[TEXT EXTRACT]

━━━━

Fennovoima Ltd () is a nuclear power company established by Russian state's nuclear company Rosatom and a consortium of Finnish state-owned power and industrial companies.

The company does not own any nuclear capacities; however, it is preparing to build the 1200 MW Hanhikivi 1 nuclear power plant at Pyhäjoki.

Fennovoima Board 

The Chairman of Fennovoima's Board is Juhani Pitkäkoski, Senior Vice President of M&A of Caverion Corporation while the Vice Chairman is Anastasia Zoteeva, Deputy Director General for Business Development of Rusatom Energy International. Other board members are Esa Lager, former CFO of Outokumpu Plc; Juha Mäkitalo, Attorney-at-Law; Stefan Storholm, CEO of Katternö Group; Seppo Siljama, and CEO of Rusatom Energy International Nikita Konstantinov. 
Deputy Members of the Board are Ilkka Salonen, CEO of Garmoshka Ltd, Djurica Tankosic, President of Global Nuclear of Worley Parsons; Jussi Lehto, CEO of Keravan  and Pekka Erkkilä, Executive Vice President and Chief Technology Officer of Outokumpu.

Shareholders 
Finnish industry, trade and the energy companies in need of their own electricity production started the company in 2007. Originally Fennovoima was created as a partnership between Voimaosakeyhtiö SF, a cooperative producing electricity for its owners' needs at production cost in proportion to their ownership share (Mankala), with 66% and the German power company E.ON with 34%. After E.ON's withdrawal from Finland, Voimaosakeyhtiö SF briefly owned 100% of Fennovoima shares.  According to the agreement with Russian Rosatom, RAOS Voima Oy, a Finnish subsidiary of Rosatom, acquired a 34% stake which previously belonged to E.ON.  Although RAOS Voima was prepared to take 49% in the project, Voimaosakeyhtiö SF commits to own more than half of the power plant and aims to increase the share of Finnish companies up to 66%.  As of 2014, Voimaosakeyhtiö SF has 44 shareholders.

In 2016 Fennovoima is owned by Finnish Voimaosakeyhtiö SF (66%) and Rosatom's subsidiary RAOS Voima Oy (34%).
Voimaosakeyhtiö SF includes industrial and trading companies (mostly state-owned or state-controlled through Fortum and Solidium) as well as local energy utilities (which are mainly owned by municipalities).

━━━━

[OBJECTIVES]
[1] Rewrite the passage of the Fennovoima text starting at "Fennovoima Ltd ()" and ending at "plant at Pyhäjoki.", replacing "Rosatom" with "Rosatom State Corporation".
[2] Say whether each statement agrees with the Fennovoima text, answering yes or no and quoting the deciding words: (a) Fennovoima already owns nuclear capacity. (b) E.ON originally held a 34% share of Fennovoima. (c) Anastasia Zoteeva chairs Fennovoima's Board.

[SUPPLIED DATA]

━━━━

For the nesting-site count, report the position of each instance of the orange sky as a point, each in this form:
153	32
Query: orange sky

━━━━

[SOLUTIONS]
[1]
Fennovoima Ltd () is a nuclear power company established by Russian state's nuclear company Rosatom State Corporation and a consortium of Finnish state-owned power and industrial companies.

The company does not own any nuclear capacities; however, it is preparing to build the 1200 MW Hanhikivi 1 nuclear power plant at Pyhäjoki.

[2]
(a) No: "The company does not own any nuclear capacities"
(b) Yes: "the German power company E.ON with 34%"
(c) No: "The Chairman of Fennovoima's Board is Juhani Pitkäkoski"